TO DO
Copy the data word for word, starting at the line that contains "Place one keypoint on each instance of the bird's wing" and continuing through the last line of the data.

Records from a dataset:

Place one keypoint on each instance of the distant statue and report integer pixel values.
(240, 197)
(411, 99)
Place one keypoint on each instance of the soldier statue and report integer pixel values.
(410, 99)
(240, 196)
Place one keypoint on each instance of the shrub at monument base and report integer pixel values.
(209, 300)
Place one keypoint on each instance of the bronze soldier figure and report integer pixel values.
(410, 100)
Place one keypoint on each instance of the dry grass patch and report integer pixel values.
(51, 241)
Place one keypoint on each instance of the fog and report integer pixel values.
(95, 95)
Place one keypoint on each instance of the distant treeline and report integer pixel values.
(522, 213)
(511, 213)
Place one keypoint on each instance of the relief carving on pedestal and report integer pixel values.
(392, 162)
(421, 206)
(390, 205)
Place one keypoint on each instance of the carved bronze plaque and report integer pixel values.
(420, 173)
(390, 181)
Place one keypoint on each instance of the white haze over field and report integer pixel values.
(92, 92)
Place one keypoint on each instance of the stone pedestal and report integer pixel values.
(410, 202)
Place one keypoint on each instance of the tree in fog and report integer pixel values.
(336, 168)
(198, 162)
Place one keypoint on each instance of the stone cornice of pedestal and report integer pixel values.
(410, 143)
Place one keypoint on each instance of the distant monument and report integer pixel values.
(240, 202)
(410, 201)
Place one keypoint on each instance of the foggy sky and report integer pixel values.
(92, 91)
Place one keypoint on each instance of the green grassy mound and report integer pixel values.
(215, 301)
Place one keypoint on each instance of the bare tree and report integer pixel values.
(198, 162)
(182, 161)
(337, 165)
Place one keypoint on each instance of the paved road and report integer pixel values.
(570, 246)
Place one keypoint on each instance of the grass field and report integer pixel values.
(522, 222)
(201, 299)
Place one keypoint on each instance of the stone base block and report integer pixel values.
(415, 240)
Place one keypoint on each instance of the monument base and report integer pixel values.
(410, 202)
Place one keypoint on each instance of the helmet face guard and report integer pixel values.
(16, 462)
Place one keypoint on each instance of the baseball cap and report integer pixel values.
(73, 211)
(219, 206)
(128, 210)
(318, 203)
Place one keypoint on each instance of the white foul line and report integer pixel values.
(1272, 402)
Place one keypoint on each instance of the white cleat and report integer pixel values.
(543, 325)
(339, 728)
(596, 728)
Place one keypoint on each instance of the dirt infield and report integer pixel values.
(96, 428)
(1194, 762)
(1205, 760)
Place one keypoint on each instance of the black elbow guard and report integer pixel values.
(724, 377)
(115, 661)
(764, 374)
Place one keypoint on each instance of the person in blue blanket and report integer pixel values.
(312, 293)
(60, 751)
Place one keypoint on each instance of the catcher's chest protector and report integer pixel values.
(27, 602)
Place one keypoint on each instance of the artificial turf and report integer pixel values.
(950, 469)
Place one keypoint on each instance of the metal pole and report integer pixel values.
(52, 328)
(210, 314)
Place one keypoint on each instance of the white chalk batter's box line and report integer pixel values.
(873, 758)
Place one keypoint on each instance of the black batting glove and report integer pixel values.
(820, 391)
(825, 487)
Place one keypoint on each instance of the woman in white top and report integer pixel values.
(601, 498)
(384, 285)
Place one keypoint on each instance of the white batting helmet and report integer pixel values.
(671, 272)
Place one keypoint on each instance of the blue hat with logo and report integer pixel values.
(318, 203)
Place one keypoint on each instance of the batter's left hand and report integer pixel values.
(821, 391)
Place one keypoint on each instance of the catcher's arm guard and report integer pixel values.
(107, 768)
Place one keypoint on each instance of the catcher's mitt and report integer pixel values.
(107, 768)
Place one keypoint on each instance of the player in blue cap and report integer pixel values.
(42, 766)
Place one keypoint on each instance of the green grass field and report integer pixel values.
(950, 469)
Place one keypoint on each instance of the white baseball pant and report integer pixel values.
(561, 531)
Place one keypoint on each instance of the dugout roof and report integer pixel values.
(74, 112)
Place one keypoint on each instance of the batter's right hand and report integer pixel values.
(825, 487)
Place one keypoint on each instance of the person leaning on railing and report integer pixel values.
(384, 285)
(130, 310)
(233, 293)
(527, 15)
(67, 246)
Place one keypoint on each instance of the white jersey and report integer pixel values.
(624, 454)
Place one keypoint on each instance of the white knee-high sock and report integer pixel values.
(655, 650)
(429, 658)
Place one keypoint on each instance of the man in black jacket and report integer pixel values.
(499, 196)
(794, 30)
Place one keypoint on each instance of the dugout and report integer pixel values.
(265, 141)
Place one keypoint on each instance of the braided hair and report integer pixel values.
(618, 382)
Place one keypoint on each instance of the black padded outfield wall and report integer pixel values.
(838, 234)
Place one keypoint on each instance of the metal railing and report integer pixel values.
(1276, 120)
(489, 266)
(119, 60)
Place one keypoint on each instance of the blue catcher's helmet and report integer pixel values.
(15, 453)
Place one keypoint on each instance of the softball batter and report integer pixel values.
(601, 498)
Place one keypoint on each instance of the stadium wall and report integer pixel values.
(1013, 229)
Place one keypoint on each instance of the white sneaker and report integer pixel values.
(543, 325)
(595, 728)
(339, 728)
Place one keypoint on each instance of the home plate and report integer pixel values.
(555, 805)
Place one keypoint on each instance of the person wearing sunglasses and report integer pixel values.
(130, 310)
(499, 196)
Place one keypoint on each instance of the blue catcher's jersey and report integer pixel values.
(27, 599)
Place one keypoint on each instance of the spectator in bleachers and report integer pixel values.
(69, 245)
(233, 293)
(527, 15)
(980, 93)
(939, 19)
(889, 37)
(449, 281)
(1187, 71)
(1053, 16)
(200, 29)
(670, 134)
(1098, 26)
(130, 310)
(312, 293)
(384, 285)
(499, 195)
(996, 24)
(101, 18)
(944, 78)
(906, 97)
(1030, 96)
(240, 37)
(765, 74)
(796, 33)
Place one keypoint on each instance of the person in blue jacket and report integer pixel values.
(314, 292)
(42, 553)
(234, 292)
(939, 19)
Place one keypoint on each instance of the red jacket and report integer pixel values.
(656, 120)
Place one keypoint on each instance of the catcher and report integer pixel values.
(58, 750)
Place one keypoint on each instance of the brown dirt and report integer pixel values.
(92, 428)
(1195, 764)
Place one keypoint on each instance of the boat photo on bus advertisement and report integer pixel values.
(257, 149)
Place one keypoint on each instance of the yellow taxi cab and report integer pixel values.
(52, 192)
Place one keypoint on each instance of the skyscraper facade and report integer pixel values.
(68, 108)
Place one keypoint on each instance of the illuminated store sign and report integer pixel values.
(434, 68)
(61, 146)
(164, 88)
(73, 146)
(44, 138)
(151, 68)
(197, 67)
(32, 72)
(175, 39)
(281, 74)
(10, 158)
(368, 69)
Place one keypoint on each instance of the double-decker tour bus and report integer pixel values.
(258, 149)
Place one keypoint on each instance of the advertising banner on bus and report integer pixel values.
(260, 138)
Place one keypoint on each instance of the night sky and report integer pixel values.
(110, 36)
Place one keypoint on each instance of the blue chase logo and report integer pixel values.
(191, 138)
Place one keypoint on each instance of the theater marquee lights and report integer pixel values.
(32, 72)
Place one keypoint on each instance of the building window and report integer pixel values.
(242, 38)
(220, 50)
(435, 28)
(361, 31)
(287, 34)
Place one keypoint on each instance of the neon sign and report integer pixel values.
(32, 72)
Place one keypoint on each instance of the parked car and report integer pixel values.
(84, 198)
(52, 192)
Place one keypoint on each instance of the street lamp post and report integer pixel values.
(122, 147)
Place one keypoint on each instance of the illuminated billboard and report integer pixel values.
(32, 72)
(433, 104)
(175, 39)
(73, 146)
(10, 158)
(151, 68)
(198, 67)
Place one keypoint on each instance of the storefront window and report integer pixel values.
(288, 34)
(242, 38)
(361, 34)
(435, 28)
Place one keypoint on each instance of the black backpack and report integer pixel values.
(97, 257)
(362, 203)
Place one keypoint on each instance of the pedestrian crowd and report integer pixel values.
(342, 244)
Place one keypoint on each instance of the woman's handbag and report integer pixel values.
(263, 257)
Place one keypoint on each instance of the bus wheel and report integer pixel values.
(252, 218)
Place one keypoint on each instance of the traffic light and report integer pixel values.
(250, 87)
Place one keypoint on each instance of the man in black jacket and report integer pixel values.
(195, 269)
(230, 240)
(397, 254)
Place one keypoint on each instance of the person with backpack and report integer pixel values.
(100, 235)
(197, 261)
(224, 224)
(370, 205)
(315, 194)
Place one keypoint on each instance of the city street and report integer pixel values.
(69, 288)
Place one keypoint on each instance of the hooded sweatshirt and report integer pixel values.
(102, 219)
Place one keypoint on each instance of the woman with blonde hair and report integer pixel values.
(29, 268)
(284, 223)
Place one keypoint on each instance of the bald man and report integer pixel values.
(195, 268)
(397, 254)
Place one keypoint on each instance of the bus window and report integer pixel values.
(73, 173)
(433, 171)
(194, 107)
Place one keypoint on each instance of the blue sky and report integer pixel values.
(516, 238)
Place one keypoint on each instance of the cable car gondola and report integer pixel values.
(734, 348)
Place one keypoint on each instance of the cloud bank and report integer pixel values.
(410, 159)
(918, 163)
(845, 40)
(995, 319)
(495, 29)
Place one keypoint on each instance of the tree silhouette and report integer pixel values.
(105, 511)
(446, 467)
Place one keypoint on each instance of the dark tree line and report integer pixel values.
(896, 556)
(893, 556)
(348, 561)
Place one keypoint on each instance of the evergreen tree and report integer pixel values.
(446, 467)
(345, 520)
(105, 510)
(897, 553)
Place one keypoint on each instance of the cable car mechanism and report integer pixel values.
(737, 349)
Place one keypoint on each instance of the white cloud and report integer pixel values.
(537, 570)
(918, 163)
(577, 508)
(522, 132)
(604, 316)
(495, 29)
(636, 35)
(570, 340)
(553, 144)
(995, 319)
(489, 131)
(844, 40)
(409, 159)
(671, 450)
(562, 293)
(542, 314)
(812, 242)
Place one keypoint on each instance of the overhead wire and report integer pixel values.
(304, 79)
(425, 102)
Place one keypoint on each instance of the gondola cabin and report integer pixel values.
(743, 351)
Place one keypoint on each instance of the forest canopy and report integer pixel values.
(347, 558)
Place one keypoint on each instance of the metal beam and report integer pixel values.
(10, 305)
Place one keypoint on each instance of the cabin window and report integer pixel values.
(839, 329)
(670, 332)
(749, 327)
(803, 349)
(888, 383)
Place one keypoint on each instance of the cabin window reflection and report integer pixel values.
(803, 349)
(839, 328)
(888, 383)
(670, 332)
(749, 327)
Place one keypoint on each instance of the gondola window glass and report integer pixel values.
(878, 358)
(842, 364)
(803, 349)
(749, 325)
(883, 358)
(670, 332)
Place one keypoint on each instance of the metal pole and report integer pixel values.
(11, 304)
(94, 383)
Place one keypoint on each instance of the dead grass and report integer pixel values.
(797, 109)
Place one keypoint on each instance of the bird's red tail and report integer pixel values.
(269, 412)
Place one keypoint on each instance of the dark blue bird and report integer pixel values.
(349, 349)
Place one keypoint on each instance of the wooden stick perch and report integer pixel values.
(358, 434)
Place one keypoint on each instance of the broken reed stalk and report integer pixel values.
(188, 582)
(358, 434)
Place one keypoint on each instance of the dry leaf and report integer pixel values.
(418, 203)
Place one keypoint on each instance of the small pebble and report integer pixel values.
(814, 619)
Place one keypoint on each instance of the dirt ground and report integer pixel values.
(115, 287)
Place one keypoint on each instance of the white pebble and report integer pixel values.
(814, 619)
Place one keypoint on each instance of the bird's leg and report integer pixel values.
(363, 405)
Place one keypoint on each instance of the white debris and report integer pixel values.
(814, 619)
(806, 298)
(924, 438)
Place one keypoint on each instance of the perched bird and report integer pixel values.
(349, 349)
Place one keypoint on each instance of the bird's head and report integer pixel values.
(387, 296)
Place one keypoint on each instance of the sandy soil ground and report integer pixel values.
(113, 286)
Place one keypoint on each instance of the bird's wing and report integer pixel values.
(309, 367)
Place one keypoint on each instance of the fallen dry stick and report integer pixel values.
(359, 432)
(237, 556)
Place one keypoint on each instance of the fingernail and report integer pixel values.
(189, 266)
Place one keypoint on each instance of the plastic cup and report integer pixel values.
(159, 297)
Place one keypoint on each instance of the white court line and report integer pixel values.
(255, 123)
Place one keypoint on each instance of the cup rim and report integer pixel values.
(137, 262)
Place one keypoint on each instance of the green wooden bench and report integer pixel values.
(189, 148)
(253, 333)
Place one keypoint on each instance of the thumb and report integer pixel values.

ANSWER TO THE PROBLEM
Place one keypoint on each instance of the bird's wing and report integer pixel values.
(309, 367)
Place one keypoint on each instance of the fallen dry stick and report integer pixel values.
(359, 432)
(237, 556)
Place one keypoint on each instance of the fingernail and report integer pixel values.
(189, 266)
Place one keypoint on each instance of the plastic cup and report integer pixel values.
(159, 297)
Place one keypoint on each instance of the white court line and report integer pixel values.
(255, 123)
Place one keypoint on each instance of the cup rim and report integer pixel values.
(137, 262)
Place one keypoint on each instance of the green wooden bench and report integer pixel values.
(189, 148)
(253, 333)
Place one keypoint on each instance of the thumb and report integer pixel values.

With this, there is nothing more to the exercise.